• [Given instruction] Please rewrite the stretch from the line containing "# Outline the region of every instance of the twig." through the end of the material, replacing "twig" with "branch" and leaving everything else unchanged. Omit the pictures from your answer.

Segmentation dataset material
◆ ◆ ◆ ◆ ◆

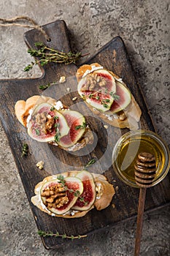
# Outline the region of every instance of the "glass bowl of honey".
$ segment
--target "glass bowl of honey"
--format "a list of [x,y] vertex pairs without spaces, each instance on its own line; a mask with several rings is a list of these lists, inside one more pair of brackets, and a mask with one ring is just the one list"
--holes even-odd
[[151,131],[130,131],[115,146],[112,165],[118,178],[131,187],[139,187],[135,182],[134,165],[142,152],[150,153],[155,158],[156,173],[152,186],[161,181],[169,170],[169,150],[162,138]]

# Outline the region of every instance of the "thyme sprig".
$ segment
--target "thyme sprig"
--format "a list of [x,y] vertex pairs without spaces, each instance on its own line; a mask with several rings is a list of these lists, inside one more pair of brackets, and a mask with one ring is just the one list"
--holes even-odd
[[85,166],[84,166],[83,170],[87,170],[90,166],[93,165],[95,162],[96,162],[96,160],[94,159],[92,159],[88,162],[88,164]]
[[85,124],[85,122],[83,122],[82,123],[82,124],[81,125],[81,124],[80,124],[80,125],[77,125],[76,127],[75,127],[75,129],[85,129],[86,127],[86,124]]
[[27,143],[24,143],[22,148],[21,157],[27,156],[28,154],[28,145]]
[[79,200],[81,201],[81,202],[83,202],[85,206],[86,206],[88,202],[86,202],[84,200],[84,197],[81,197],[80,196],[80,192],[79,190],[73,190],[73,189],[69,189],[66,186],[66,181],[64,180],[64,177],[62,176],[62,175],[59,175],[58,177],[57,177],[58,180],[59,181],[58,183],[60,183],[62,187],[66,189],[66,191],[69,191],[69,192],[70,193],[73,193],[74,197],[79,197]]
[[74,239],[80,239],[80,238],[82,238],[88,236],[87,235],[67,236],[66,233],[60,234],[58,232],[56,232],[54,233],[51,231],[45,232],[45,231],[42,231],[42,230],[38,230],[38,234],[40,236],[43,236],[43,237],[49,237],[49,236],[61,237],[62,238],[71,239],[72,241],[73,241]]
[[76,53],[69,51],[69,53],[64,53],[53,48],[48,48],[43,42],[35,42],[36,49],[28,49],[28,53],[33,57],[39,58],[36,59],[35,62],[31,62],[24,68],[25,72],[28,72],[33,68],[34,65],[39,64],[45,66],[49,63],[63,63],[66,65],[72,63],[76,63],[78,59],[88,54],[82,55],[80,52]]

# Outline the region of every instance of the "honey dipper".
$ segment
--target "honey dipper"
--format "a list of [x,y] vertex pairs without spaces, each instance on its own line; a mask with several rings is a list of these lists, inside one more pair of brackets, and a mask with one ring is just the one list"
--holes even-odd
[[152,186],[156,173],[155,157],[147,152],[139,154],[136,164],[134,165],[134,169],[136,184],[140,187],[134,249],[134,256],[138,256],[140,252],[146,190],[147,187]]

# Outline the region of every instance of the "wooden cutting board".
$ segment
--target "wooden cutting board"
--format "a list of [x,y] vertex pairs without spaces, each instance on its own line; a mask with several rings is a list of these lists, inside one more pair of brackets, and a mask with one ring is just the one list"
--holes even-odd
[[[43,28],[51,38],[51,41],[47,42],[43,35],[34,29],[25,34],[25,40],[29,48],[34,48],[35,42],[43,42],[47,46],[59,50],[64,52],[70,50],[67,28],[64,21],[57,20],[44,26]],[[123,78],[142,110],[141,128],[155,131],[122,39],[119,37],[114,38],[87,62],[98,62]],[[74,64],[66,66],[51,64],[43,68],[43,75],[39,78],[0,80],[0,116],[38,229],[54,233],[58,231],[59,233],[66,233],[68,236],[90,236],[93,232],[136,216],[139,189],[129,187],[119,181],[112,166],[112,152],[114,146],[118,138],[128,129],[120,130],[109,125],[108,129],[105,129],[104,127],[105,124],[88,110],[77,92],[75,78],[77,69]],[[58,83],[61,75],[66,77],[66,83]],[[56,84],[43,93],[39,89],[40,85],[54,82],[56,82]],[[67,88],[70,88],[69,92]],[[31,140],[27,135],[26,129],[17,120],[14,105],[18,99],[26,99],[32,95],[42,94],[51,96],[56,99],[61,98],[63,103],[70,108],[82,112],[95,133],[96,142],[95,146],[87,147],[82,151],[72,154],[56,146]],[[77,97],[76,101],[72,100],[74,97]],[[21,157],[24,143],[28,143],[29,147],[29,154],[26,157]],[[101,211],[93,209],[80,219],[66,219],[48,216],[33,206],[31,197],[34,195],[34,187],[38,182],[52,174],[81,170],[93,158],[96,159],[96,162],[88,170],[104,173],[116,189],[116,195],[107,208]],[[45,168],[42,170],[36,167],[36,164],[40,160],[45,161]],[[161,184],[148,189],[145,210],[156,208],[170,202],[169,178],[169,174]],[[53,237],[42,238],[42,241],[47,249],[71,243],[68,239]],[[76,240],[72,242],[76,242]],[[81,238],[79,242],[85,244],[85,238]]]

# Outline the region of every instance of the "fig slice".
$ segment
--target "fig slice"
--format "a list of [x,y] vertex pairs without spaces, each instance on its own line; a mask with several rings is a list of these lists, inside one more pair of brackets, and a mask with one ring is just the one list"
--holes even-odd
[[81,79],[77,90],[87,103],[105,112],[109,110],[114,101],[115,79],[107,70],[96,70]]
[[83,192],[72,208],[76,211],[87,211],[93,206],[96,200],[96,186],[93,177],[86,170],[80,172],[76,177],[82,180]]
[[109,109],[112,113],[117,113],[125,109],[131,101],[131,94],[128,88],[122,83],[116,81],[116,95],[115,99]]
[[65,117],[48,103],[37,105],[28,118],[28,133],[37,141],[56,141],[69,131]]
[[62,177],[46,182],[40,196],[44,206],[55,214],[63,214],[74,205],[83,192],[82,181],[77,177]]
[[85,118],[77,111],[63,110],[62,114],[69,126],[69,133],[63,136],[58,144],[63,148],[73,146],[82,138],[85,131]]

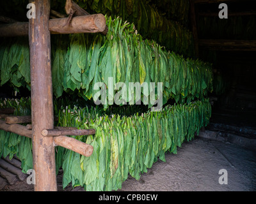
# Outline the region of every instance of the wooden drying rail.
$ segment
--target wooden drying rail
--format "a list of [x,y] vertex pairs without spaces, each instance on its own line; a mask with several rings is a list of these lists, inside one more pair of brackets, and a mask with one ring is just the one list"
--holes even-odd
[[[74,128],[65,128],[65,127],[59,127],[59,128],[60,129],[54,129],[54,133],[60,135],[54,137],[54,145],[55,147],[61,146],[86,157],[90,157],[92,155],[93,151],[93,147],[92,145],[76,140],[75,138],[58,134],[58,133],[65,132],[67,133],[67,135],[72,135],[71,133],[76,131]],[[0,120],[0,129],[5,131],[13,133],[29,138],[32,138],[32,130],[28,129],[26,126],[20,124],[8,124],[4,121]],[[83,131],[87,130],[76,129],[76,131]],[[94,129],[90,129],[88,131],[83,131],[83,133],[87,133],[83,135],[93,135],[95,133],[95,131]]]
[[[104,34],[106,31],[106,34],[108,29],[103,15],[88,15],[72,1],[66,1],[68,18],[51,20],[49,20],[50,13],[51,15],[57,14],[52,11],[51,12],[50,0],[29,0],[29,2],[35,6],[35,18],[30,18],[28,23],[0,25],[0,37],[28,36],[33,128],[31,130],[17,124],[8,124],[3,120],[0,121],[0,128],[31,138],[33,164],[36,173],[34,189],[35,191],[56,191],[54,146],[60,145],[86,156],[92,154],[93,147],[66,136],[48,136],[52,130],[55,131],[54,134],[68,133],[68,131],[71,131],[70,134],[74,134],[74,131],[73,129],[65,129],[65,127],[54,129],[51,34]],[[10,22],[10,20],[4,20]],[[47,131],[47,136],[42,135],[44,129]],[[61,132],[56,133],[56,131]]]
[[[70,24],[65,25],[68,18],[51,19],[49,22],[51,34],[101,33],[106,28],[106,18],[102,14],[76,17]],[[28,36],[29,23],[16,22],[0,25],[0,36]]]
[[[67,21],[67,24],[70,23],[70,20],[72,17],[77,17],[77,16],[84,16],[90,15],[86,10],[81,8],[79,5],[77,5],[76,3],[72,0],[67,0],[66,4],[65,5],[65,10],[66,11],[66,13],[69,15],[69,20]],[[107,34],[108,32],[108,27],[106,26],[104,31],[100,32],[100,33],[104,36]]]
[[199,46],[212,50],[256,51],[256,40],[199,40]]

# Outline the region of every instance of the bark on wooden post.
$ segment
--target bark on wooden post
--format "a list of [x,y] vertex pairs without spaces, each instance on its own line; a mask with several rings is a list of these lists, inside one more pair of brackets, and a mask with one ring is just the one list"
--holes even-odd
[[31,119],[35,191],[56,191],[57,182],[53,136],[41,135],[53,129],[54,115],[49,29],[50,0],[30,0],[36,18],[29,19],[29,38],[31,81]]

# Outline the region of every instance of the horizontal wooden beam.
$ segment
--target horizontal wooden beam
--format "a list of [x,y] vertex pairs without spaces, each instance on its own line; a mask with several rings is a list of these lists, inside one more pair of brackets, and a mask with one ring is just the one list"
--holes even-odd
[[94,129],[43,129],[42,131],[44,136],[60,136],[60,135],[90,135],[95,134]]
[[93,152],[93,147],[92,145],[67,136],[54,136],[54,144],[86,157],[90,157]]
[[0,120],[0,129],[20,136],[24,136],[28,138],[32,137],[32,131],[31,130],[28,129],[26,126],[17,124],[8,124],[4,121]]
[[[72,0],[66,1],[65,10],[66,11],[66,13],[71,17],[90,15],[88,12],[81,8]],[[106,26],[105,29],[102,32],[100,32],[100,34],[106,36],[108,32],[108,27]]]
[[[26,126],[27,129],[32,129],[32,124],[28,124]],[[67,129],[77,129],[76,127],[54,127],[54,129],[58,129],[58,130],[67,130]]]
[[31,116],[8,116],[5,118],[7,124],[28,123],[31,122]]
[[[95,33],[100,33],[106,28],[106,18],[102,14],[93,14],[76,17],[70,24],[65,25],[67,18],[51,19],[51,34]],[[16,22],[0,25],[0,36],[28,36],[29,23]]]
[[212,50],[256,51],[256,40],[199,40],[199,46]]
[[14,108],[0,108],[0,114],[13,114],[15,110]]
[[[244,15],[255,15],[256,11],[244,11],[244,12],[230,12],[228,11],[229,16],[244,16]],[[201,17],[218,17],[219,13],[214,12],[200,12],[198,13],[198,15]]]
[[[32,138],[32,130],[28,129],[26,126],[20,124],[8,124],[4,121],[0,120],[0,129],[7,132],[12,132],[20,136]],[[75,138],[67,136],[58,136],[54,137],[54,146],[61,146],[72,151],[77,152],[86,157],[92,155],[93,147],[84,142],[76,140]]]
[[195,0],[195,4],[212,4],[212,3],[221,3],[230,2],[242,2],[241,0]]

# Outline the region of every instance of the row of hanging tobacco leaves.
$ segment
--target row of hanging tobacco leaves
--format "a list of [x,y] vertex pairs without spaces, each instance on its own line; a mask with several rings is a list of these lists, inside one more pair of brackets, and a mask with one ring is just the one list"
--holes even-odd
[[[61,168],[63,170],[63,188],[71,182],[73,187],[81,186],[86,191],[121,189],[129,174],[138,180],[158,159],[165,161],[164,153],[176,154],[178,147],[193,138],[196,132],[207,125],[211,115],[209,99],[122,117],[109,114],[99,106],[78,107],[74,101],[65,106],[65,103],[54,101],[57,126],[95,129],[95,135],[74,136],[94,149],[86,157],[56,147],[56,172]],[[17,115],[29,115],[31,99],[1,99],[0,108],[6,107],[15,108]],[[125,108],[120,107],[118,111]],[[30,138],[0,130],[0,156],[12,158],[15,154],[25,173],[33,168],[31,150]]]
[[[145,0],[74,1],[90,13],[100,13],[113,18],[119,16],[124,21],[133,22],[145,39],[154,40],[170,50],[186,56],[194,55],[192,33],[185,26],[189,13],[188,0],[167,0],[156,3]],[[65,3],[65,0],[52,1],[52,7],[61,11]],[[159,9],[164,6],[164,10],[168,10],[167,13]]]
[[[63,91],[76,91],[85,99],[91,99],[98,92],[93,90],[94,85],[103,82],[108,88],[109,77],[113,78],[114,84],[124,82],[127,89],[129,82],[146,82],[148,87],[150,82],[156,85],[162,82],[164,103],[170,99],[179,103],[189,103],[212,92],[211,64],[167,52],[154,41],[143,40],[133,24],[123,22],[118,17],[107,18],[107,36],[52,36],[52,87],[56,97],[62,96]],[[17,89],[20,86],[29,88],[29,59],[28,43],[24,38],[2,42],[1,85],[8,82]]]

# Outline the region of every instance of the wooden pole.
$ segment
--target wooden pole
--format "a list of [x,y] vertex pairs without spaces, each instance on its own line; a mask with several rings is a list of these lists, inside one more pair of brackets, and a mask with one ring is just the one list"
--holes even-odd
[[[68,18],[51,19],[49,29],[51,34],[95,33],[106,28],[106,18],[102,14],[74,17],[70,24],[65,26]],[[17,22],[0,25],[0,36],[28,36],[29,24]]]
[[53,129],[53,101],[49,29],[50,0],[30,0],[36,18],[29,19],[29,41],[31,87],[31,119],[35,191],[57,191],[53,136],[41,135]]

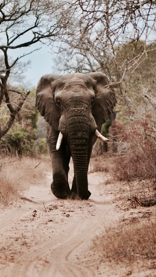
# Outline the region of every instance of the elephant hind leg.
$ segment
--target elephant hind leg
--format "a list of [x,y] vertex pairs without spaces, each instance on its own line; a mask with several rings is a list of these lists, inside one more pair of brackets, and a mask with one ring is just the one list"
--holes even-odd
[[70,198],[75,199],[78,196],[78,192],[77,190],[76,178],[75,175],[74,176],[72,183],[72,186],[71,190]]
[[86,197],[83,197],[81,198],[78,195],[78,193],[77,190],[77,182],[76,182],[76,178],[75,175],[74,176],[73,183],[72,183],[72,186],[71,190],[70,195],[69,198],[71,199],[88,199],[89,197],[90,196],[91,193],[88,190],[88,196]]
[[53,194],[58,198],[65,199],[70,194],[70,189],[67,182],[57,182],[53,179],[51,185],[51,191]]

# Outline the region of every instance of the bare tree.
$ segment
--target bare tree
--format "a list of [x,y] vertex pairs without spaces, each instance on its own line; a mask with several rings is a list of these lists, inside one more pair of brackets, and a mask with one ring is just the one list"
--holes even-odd
[[106,73],[116,87],[118,118],[132,124],[149,117],[150,109],[155,135],[156,1],[67,0],[66,5],[58,70]]
[[[7,107],[9,117],[4,125],[0,126],[0,139],[12,126],[30,93],[23,89],[20,91],[14,89],[9,84],[11,74],[14,70],[16,73],[16,72],[17,69],[21,68],[20,59],[39,49],[38,42],[45,43],[60,34],[58,9],[60,4],[58,0],[55,2],[2,0],[0,2],[0,107],[2,105]],[[29,46],[35,44],[37,46],[29,52]],[[23,49],[23,54],[13,60],[10,58],[11,53],[20,49]]]

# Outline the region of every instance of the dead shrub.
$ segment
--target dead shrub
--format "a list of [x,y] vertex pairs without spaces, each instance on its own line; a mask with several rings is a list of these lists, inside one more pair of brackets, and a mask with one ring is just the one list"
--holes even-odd
[[128,129],[119,125],[116,177],[128,181],[148,179],[156,189],[156,137],[150,121],[138,121]]
[[7,205],[12,203],[20,197],[23,190],[30,185],[45,182],[47,171],[51,171],[50,159],[2,159],[0,166],[0,203]]
[[122,258],[132,260],[137,257],[156,259],[156,219],[110,227],[94,241],[94,248],[98,256],[111,260]]

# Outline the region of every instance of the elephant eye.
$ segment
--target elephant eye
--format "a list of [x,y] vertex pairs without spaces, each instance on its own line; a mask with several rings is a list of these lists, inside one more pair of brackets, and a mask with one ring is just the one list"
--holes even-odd
[[60,107],[61,105],[61,103],[60,103],[60,101],[59,99],[57,99],[56,100],[56,104],[58,106]]
[[93,106],[93,105],[94,104],[95,101],[95,98],[93,98],[92,99],[92,101],[91,101],[92,106]]

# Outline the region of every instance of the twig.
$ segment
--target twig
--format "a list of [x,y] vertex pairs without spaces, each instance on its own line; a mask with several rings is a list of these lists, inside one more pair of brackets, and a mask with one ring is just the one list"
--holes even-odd
[[38,165],[34,167],[34,168],[36,168],[36,167],[37,167],[38,166],[39,166],[39,165],[40,165],[40,163],[41,163],[41,162],[39,162],[39,164],[38,164]]

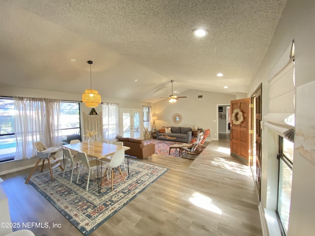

◆ ◆ ◆ ◆ ◆

• [Worked answer]
# Outline the region of every instance of the branch.
$ segment
--target branch
--format "a list of [x,y] vertex pairs without spaces, each instance on its own line; a mask with several rings is a list of these lists, inside one more pair of brackets, and a mask with one ring is just the one list"
--holes even-odd
[[38,165],[34,167],[34,168],[36,168],[36,167],[37,167],[38,166],[39,166],[39,165],[40,165],[40,163],[41,163],[41,162],[39,162],[39,164],[38,164]]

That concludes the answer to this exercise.